[Text]
==============================
Consider the role of the diffusion model only as a \emph{parametric, differentiable transition model}. Everything reduces to
\begin{align*}
s_{t+1} = f_{\theta}(s_t, a_t, \varepsilon_t),
\quad \varepsilon_t \sim p_0(\varepsilon),
\end{align*}
where $f_{\theta}$ is the \emph{reverse diffusion sampler}, written as a deterministic computation graph, and $\varepsilon_t$ is standard Gaussian noise. Equivalently, the diffusion model specifies a conditional distribution over next states,
\begin{align*}
p_{\theta}(s_{t+1}\mid s_t,a_t),
\end{align*}
together with a reparameterized sampling procedure $s_{t+1}=f_{\theta}(s_t,a_t,\varepsilon_t)$ whose randomness is isolated in $\varepsilon_t$.

\subsection{Reverse diffusion sampler as a computation graph}

We learn $p_{\theta}(s_{t+1}\mid s_t,a_t)$ from an offline dataset of transitions
\begin{align*}
\mathcal{D} = \{(s_t,a_t,r_t,s_{t+1})\}_{t=1}^N.
\end{align*}
The diffusion model is trained to represent the conditional law of $s_{t+1}$ given $(s_t,a_t)$ by introducing an auxiliary \emph{forward noising process} on $s_{t+1}$ and a learned \emph{reverse denoising process} that inverts this noising when conditioned on $(s_t,a_t)$. At sampling time, the reverse process induces the map $f_{\theta}$.

\subsubsection{Forward process}

Fix a diffusion horizon $K\in\mathbb{N}$ and a variance schedule $\{\alpha_k\}_{k=1}^K \subset (0,1)$. For each transition tuple $(s_t,a_t,s_{t+1})\in\mathcal{D}$, define a Markovian forward process that progressively corrupts the next state:
\begin{align*}
s_{t+1}^{(0)} &= s_{t+1}, \\
s_{t+1}^{(k)} \mid s_{t+1}^{(k-1)}
&\sim q\big(s^{(k)} \mid s^{(k-1)}\big)
==============================
[Problems to work on]
[A] Reproduce verbatim the part of the text on diffusion transition models, starting with "Consider the role" and going on through "isolated in $\varepsilon_t$.".
[B] In the text on diffusion transition models, what kind of noise is $\varepsilon_t$ said to be?
The entries that come next are from a different source than the text on diffusion transition models.

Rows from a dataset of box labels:
==============================
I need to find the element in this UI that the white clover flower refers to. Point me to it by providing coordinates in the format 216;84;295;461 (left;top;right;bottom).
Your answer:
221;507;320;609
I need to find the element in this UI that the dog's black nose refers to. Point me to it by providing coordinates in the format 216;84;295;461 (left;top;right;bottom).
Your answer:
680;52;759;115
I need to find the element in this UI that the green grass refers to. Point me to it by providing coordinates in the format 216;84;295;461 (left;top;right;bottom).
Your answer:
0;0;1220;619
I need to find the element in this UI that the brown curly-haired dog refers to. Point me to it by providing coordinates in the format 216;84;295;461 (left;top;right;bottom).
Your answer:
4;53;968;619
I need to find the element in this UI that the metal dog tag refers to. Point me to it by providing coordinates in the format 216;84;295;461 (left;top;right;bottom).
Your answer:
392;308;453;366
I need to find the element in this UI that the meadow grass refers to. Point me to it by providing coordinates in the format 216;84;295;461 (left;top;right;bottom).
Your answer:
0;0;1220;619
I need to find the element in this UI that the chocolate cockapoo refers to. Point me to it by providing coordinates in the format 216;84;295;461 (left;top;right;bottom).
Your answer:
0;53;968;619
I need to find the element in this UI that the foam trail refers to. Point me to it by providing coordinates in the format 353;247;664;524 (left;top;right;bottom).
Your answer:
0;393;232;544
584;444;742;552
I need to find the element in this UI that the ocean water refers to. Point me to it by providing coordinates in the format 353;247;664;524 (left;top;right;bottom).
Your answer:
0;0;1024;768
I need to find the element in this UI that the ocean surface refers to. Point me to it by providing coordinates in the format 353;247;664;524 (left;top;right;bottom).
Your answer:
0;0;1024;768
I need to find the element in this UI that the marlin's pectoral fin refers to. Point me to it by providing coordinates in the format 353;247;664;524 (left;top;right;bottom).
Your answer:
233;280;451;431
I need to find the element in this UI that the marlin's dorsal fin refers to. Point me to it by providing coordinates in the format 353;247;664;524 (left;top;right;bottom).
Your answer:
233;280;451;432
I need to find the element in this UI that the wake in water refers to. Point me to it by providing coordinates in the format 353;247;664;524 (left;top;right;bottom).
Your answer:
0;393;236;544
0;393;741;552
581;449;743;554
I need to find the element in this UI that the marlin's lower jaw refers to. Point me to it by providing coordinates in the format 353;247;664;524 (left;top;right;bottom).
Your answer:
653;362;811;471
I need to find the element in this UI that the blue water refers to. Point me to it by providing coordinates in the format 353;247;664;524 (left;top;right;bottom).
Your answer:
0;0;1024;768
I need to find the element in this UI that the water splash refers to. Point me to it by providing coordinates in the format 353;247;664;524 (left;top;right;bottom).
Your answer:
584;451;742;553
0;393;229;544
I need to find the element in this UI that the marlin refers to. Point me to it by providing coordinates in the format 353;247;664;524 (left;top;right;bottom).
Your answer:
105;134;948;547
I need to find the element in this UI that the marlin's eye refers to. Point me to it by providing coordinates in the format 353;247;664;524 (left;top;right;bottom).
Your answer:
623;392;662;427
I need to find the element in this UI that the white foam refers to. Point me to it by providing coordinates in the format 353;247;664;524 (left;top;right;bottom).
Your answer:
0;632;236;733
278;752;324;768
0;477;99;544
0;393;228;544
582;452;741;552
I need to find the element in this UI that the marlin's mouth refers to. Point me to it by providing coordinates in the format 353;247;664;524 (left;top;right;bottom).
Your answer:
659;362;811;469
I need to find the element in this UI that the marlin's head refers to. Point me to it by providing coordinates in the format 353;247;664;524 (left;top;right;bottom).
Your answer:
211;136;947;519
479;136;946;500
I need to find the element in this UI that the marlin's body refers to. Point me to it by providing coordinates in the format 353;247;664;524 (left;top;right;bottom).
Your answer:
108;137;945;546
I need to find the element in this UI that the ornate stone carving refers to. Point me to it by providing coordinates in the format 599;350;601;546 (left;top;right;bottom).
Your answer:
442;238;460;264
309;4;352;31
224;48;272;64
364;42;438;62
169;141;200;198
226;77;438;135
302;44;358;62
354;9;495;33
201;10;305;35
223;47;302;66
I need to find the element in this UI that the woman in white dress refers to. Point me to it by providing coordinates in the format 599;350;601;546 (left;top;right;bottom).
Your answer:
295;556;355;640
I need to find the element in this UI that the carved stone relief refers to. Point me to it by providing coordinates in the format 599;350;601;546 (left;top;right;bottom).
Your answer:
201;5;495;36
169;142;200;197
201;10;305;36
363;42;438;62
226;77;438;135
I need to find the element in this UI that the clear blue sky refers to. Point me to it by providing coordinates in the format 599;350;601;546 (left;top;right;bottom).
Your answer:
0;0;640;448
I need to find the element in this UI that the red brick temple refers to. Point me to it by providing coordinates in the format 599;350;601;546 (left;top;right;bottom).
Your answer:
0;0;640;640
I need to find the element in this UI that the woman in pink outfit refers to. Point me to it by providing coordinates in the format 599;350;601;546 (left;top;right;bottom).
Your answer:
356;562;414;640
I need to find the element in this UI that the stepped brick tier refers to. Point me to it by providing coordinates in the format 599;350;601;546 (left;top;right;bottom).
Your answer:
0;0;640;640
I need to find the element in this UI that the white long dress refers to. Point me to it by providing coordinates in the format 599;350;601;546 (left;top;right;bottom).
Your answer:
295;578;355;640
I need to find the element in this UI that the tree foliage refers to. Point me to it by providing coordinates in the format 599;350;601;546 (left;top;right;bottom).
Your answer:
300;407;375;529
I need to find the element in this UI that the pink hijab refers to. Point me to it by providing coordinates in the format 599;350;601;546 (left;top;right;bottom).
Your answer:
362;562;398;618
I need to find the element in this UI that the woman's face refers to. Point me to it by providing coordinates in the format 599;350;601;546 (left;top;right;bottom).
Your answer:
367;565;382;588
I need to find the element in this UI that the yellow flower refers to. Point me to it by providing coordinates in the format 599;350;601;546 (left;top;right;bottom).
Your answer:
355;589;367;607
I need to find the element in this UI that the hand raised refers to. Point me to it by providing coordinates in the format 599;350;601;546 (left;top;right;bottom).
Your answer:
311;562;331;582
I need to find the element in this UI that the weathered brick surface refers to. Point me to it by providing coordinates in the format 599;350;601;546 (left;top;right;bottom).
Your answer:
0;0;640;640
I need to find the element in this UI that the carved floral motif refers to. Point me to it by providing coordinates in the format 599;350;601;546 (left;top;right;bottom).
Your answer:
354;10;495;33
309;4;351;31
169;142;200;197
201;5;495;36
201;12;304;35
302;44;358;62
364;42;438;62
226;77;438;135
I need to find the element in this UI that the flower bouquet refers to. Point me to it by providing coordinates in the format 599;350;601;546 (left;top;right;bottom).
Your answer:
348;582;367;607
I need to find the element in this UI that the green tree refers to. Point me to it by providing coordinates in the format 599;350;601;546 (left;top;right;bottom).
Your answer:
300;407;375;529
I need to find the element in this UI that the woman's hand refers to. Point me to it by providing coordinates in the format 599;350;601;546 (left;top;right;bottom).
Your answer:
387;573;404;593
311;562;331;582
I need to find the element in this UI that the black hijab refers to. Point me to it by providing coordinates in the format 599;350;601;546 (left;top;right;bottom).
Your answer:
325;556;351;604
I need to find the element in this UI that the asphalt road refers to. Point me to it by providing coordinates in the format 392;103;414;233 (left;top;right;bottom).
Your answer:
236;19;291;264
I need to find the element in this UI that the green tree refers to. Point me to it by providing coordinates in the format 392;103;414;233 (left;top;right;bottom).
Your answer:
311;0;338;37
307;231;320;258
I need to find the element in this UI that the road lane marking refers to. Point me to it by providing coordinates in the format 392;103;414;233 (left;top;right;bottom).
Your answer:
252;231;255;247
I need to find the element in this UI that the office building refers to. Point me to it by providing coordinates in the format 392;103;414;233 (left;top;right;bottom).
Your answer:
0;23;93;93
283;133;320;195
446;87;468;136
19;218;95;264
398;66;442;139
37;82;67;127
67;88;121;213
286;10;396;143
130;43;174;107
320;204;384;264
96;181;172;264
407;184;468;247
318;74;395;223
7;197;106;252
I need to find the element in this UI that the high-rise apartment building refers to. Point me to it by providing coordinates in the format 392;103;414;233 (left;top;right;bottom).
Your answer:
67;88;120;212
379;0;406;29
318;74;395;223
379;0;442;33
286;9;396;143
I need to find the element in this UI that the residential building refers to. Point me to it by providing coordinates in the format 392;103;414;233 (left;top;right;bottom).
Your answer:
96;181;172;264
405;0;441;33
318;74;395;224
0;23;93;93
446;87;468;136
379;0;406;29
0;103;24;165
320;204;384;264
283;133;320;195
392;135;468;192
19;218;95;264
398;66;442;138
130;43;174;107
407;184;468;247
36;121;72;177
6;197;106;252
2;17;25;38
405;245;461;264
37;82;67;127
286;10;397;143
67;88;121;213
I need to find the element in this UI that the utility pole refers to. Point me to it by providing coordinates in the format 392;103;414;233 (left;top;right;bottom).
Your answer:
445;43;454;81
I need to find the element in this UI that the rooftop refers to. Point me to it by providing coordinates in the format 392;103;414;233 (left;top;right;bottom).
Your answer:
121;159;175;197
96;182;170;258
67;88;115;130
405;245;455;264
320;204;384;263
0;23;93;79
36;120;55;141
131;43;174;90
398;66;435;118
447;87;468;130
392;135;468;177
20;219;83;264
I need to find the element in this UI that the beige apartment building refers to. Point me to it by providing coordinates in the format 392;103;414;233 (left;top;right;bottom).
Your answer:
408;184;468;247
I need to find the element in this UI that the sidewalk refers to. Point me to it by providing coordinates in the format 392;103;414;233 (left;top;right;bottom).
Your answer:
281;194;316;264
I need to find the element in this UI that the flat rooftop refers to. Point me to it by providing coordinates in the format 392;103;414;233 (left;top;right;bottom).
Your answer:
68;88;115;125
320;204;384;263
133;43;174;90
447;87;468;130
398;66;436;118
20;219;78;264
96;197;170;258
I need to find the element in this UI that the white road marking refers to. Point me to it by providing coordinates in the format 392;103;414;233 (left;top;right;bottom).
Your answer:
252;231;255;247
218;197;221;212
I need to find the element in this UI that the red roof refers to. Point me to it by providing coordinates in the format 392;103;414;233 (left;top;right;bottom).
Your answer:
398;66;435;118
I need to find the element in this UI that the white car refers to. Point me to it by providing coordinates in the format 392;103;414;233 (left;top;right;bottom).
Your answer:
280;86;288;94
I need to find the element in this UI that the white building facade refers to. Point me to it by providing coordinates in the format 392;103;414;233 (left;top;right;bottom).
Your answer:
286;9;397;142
==============================
[Solutions to the problems]
[A]
Consider the role of the diffusion model only as a \emph{parametric, differentiable transition model}. Everything reduces to
\begin{align*}
s_{t+1} = f_{\theta}(s_t, a_t, \varepsilon_t),
\quad \varepsilon_t \sim p_0(\varepsilon),
\end{align*}
where $f_{\theta}$ is the \emph{reverse diffusion sampler}, written as a deterministic computation graph, and $\varepsilon_t$ is standard Gaussian noise. Equivalently, the diffusion model specifies a conditional distribution over next states,
\begin{align*}
p_{\theta}(s_{t+1}\mid s_t,a_t),
\end{align*}
together with a reparameterized sampling procedure $s_{t+1}=f_{\theta}(s_t,a_t,\varepsilon_t)$ whose randomness is isolated in $\varepsilon_t$.

[B] It is standard Gaussian noise.